The listing is to be printed in full, exactly as given.

══ Input material ══

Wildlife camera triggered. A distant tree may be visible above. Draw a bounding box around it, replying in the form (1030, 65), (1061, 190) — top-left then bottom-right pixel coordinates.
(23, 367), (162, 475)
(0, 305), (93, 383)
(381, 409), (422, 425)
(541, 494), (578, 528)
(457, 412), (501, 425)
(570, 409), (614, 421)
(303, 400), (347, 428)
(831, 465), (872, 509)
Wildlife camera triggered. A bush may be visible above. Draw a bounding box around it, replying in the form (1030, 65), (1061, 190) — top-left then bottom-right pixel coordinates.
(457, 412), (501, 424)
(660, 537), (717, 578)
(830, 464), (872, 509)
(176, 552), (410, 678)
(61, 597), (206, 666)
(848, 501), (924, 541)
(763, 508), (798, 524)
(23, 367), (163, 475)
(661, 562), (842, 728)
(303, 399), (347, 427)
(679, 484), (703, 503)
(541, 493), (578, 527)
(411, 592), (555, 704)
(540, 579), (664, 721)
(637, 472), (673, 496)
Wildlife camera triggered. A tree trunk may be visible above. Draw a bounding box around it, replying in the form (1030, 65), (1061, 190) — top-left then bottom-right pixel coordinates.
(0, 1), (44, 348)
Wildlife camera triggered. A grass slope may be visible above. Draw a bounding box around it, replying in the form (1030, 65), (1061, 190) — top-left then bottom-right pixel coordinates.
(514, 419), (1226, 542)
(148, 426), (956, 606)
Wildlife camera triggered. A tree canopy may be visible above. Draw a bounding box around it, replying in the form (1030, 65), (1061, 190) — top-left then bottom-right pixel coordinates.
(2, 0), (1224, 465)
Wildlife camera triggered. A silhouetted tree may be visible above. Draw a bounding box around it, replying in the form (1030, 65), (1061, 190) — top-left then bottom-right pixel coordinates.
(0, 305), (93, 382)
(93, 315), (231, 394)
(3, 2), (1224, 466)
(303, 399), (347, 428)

═══

== Output of the exercise ==
Wildlife camera triggered. A distant tree may be visible above. Draw a bounding box around it, replying in the form (1030, 65), (1061, 190) — top-left then bottom-right pixel coordinates.
(23, 367), (162, 475)
(0, 305), (93, 383)
(381, 409), (422, 425)
(541, 494), (578, 528)
(457, 412), (501, 425)
(570, 409), (614, 421)
(303, 400), (347, 428)
(831, 465), (872, 509)
Wildlife camera triggered. A bush may be visible above. Draw a bounding box around it, replying in the form (1030, 65), (1061, 190) — top-left then bottom-right pixel coordinates.
(457, 412), (501, 424)
(660, 537), (717, 578)
(830, 464), (872, 509)
(176, 552), (410, 678)
(61, 597), (206, 666)
(848, 501), (924, 541)
(763, 508), (798, 524)
(23, 367), (163, 475)
(661, 562), (842, 728)
(303, 399), (347, 427)
(679, 484), (703, 503)
(541, 493), (578, 527)
(411, 592), (555, 704)
(540, 579), (664, 721)
(637, 472), (673, 496)
Wildlife camera triggered. A tree trunk may be visible above. Draw a bounding box around it, replying in the form (1030, 65), (1061, 190) — top-left then bottom-right pixel coordinates.
(0, 1), (44, 348)
Wildlife camera triggered. A grass slope may be visible above. Draw a bounding box around it, replying in the form (1030, 65), (1061, 190) — top-left then bottom-right pixel coordinates.
(514, 419), (1226, 542)
(148, 426), (956, 606)
Wildlife camera triggered. A tree canopy may be visible above. Draw a bounding box around it, replying in the form (1030, 65), (1061, 190) — top-left then bottom-right pixel coordinates.
(2, 0), (1224, 465)
Wildlife camera triggered. A silhouetted tree may be visible above. Draw a bounding box around it, replying in the form (1030, 65), (1061, 190) — top-left then bottom-right pixel coordinates.
(0, 305), (93, 382)
(93, 315), (231, 394)
(3, 2), (1224, 466)
(303, 399), (347, 428)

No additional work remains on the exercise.